--- Reading text ---

— BEGIN —

Early in the Trump administration, U.S. Department of Homeland Security officials promised to increase worksite enforcement actions that specifically target immigrant workers. Subsequently, raids conducted by U.S. Immigration and Customs Enforcement’s (ICE’s) Homeland Security Investigations have terrorized workers and communities across the country.
Since the raid on a meat processing facility in Bean Station, Tenn., resulted in the arrest of nearly 100 workers one year ago, a succession of raids has each been dubbed the “largest in a decade.” Last June, there were 146 arrests at Fresh Mark, a meat processing facility in Salem, Ohio. In August, 160 workers were arrested at Load Trail Trailer in Sumner, Tex. Most recently — last week — a raid on CVE Technology Group in Allen, Tex., resulted in the arrests of 284 workers.
Regardless of whether nearly 300 people are arrested, as happened last week in Allen, or 30 people, as during a February raid in Sanford, N.C., these raids are devastating for individuals, families, and communities. The people represented by these numbers are members of local communities: they are workers, parents, friends, and neighbors. While ICE typically claims that these “administrative arrests” are a secondary consequence of its investigations of employers’ criminal activity, it’s actually workers who end up suffering the most because of these investigations.

— END —

--- Tasks and exercises ---
[1] In the passage on worksite immigration raids, retype the part that begins at the words "Regardless of whether" and stops after "of these investigations.".
[2] Check the following statements against the passage on worksite immigration raids. For each, answer yes or no and quote the words that settle it. (a) The raid in Sumner, Tex., led to the arrest of 160 workers. (b) The February raid in Sanford, N.C., resulted in nearly 300 arrests. (c) Fresh Mark is a meat processing facility in Salem, Ohio.

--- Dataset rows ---
— BEGIN —

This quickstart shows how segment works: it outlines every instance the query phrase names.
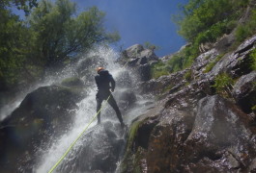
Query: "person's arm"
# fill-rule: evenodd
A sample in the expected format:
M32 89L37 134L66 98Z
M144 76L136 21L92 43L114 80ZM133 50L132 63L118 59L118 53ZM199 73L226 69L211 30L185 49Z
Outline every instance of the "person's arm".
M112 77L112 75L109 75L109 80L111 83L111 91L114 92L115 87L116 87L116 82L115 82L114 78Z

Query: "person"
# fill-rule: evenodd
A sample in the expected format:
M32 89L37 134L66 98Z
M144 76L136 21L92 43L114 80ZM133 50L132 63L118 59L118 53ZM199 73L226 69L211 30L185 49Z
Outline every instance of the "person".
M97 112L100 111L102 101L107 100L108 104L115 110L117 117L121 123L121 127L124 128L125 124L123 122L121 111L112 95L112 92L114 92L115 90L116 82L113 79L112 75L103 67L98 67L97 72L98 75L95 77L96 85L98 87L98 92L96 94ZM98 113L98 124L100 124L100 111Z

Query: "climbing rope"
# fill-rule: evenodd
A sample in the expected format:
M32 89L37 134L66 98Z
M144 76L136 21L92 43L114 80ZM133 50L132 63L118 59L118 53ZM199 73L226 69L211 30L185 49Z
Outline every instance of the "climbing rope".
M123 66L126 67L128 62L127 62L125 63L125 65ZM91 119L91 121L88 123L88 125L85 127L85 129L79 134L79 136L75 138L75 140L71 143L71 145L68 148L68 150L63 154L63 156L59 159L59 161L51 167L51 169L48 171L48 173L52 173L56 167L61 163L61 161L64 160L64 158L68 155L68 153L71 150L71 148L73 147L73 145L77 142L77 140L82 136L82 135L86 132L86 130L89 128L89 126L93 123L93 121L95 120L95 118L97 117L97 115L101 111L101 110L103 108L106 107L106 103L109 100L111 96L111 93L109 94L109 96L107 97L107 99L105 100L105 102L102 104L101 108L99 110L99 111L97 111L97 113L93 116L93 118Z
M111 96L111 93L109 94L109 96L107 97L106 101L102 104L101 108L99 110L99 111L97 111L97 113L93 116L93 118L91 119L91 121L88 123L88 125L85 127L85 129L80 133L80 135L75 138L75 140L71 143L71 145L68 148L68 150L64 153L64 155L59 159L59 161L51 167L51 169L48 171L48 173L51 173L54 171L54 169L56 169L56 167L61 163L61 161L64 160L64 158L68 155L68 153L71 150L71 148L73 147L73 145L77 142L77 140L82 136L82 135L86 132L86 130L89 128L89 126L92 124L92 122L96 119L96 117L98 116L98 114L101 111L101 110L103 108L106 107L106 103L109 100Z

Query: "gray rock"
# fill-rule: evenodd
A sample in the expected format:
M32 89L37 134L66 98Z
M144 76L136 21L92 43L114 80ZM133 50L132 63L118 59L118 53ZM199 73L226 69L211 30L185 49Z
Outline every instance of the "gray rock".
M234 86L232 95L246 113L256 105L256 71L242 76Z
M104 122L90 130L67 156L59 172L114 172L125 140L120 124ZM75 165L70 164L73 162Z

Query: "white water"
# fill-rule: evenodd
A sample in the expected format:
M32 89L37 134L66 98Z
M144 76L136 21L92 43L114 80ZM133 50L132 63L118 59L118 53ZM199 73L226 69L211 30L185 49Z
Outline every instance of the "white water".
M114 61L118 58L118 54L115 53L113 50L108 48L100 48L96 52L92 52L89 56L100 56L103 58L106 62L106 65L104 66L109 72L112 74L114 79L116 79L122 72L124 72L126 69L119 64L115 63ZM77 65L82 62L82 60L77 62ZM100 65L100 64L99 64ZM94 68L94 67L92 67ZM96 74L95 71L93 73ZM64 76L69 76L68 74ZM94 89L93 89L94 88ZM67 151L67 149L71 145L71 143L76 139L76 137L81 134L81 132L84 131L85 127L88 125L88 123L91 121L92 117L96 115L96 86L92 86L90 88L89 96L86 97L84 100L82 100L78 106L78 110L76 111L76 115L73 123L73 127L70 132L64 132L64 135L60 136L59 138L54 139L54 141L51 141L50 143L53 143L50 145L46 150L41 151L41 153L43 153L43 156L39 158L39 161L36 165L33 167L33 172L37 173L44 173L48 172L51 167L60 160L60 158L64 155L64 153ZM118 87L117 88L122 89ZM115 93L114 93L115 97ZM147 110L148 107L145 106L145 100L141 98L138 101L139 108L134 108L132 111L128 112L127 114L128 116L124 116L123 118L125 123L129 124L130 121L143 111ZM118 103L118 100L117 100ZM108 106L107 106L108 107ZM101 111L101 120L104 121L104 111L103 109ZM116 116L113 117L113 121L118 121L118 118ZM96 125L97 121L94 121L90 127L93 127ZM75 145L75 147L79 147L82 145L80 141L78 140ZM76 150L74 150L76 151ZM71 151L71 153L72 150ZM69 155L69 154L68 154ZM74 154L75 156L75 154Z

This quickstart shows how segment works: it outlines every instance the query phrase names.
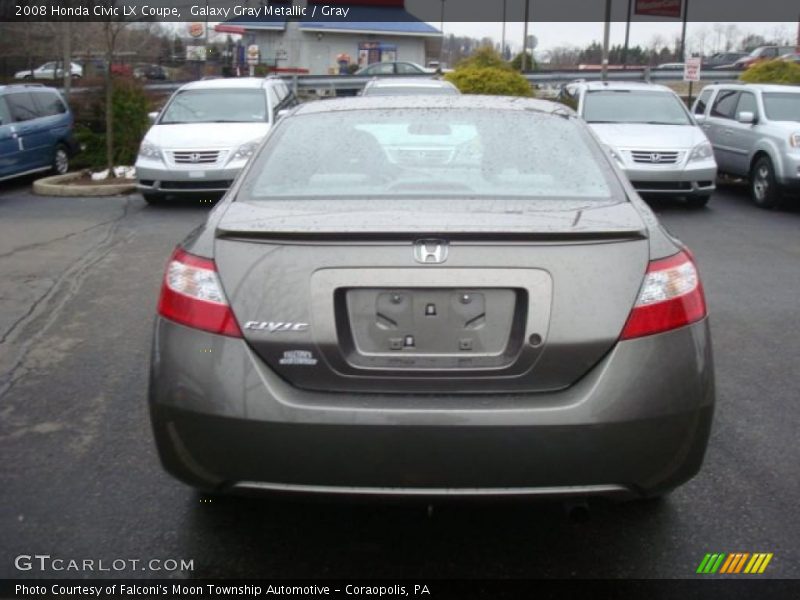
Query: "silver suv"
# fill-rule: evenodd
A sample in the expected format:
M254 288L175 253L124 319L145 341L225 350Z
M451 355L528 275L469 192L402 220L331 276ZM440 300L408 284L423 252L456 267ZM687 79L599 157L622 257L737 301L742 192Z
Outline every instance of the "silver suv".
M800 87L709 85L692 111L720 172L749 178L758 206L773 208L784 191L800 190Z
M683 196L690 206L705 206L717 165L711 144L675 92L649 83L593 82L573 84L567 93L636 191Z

— END —

--- Set of answers ---
[1]
Regardless of whether nearly 300 people are arrested, as happened last week in Allen, or 30 people, as during a February raid in Sanford, N.C., these raids are devastating for individuals, families, and communities. The people represented by these numbers are members of local communities: they are workers, parents, friends, and neighbors. While ICE typically claims that these “administrative arrests” are a secondary consequence of its investigations of employers’ criminal activity, it’s actually workers who end up suffering the most because of these investigations.

[2]
(a) Yes: "In August, 160 workers were arrested at Load Trail Trailer in Sumner, Tex."
(b) No: "or 30 people, as during a February raid in Sanford, N.C."
(c) Yes: "Last June, there were 146 arrests at Fresh Mark, a meat processing facility in Salem, Ohio."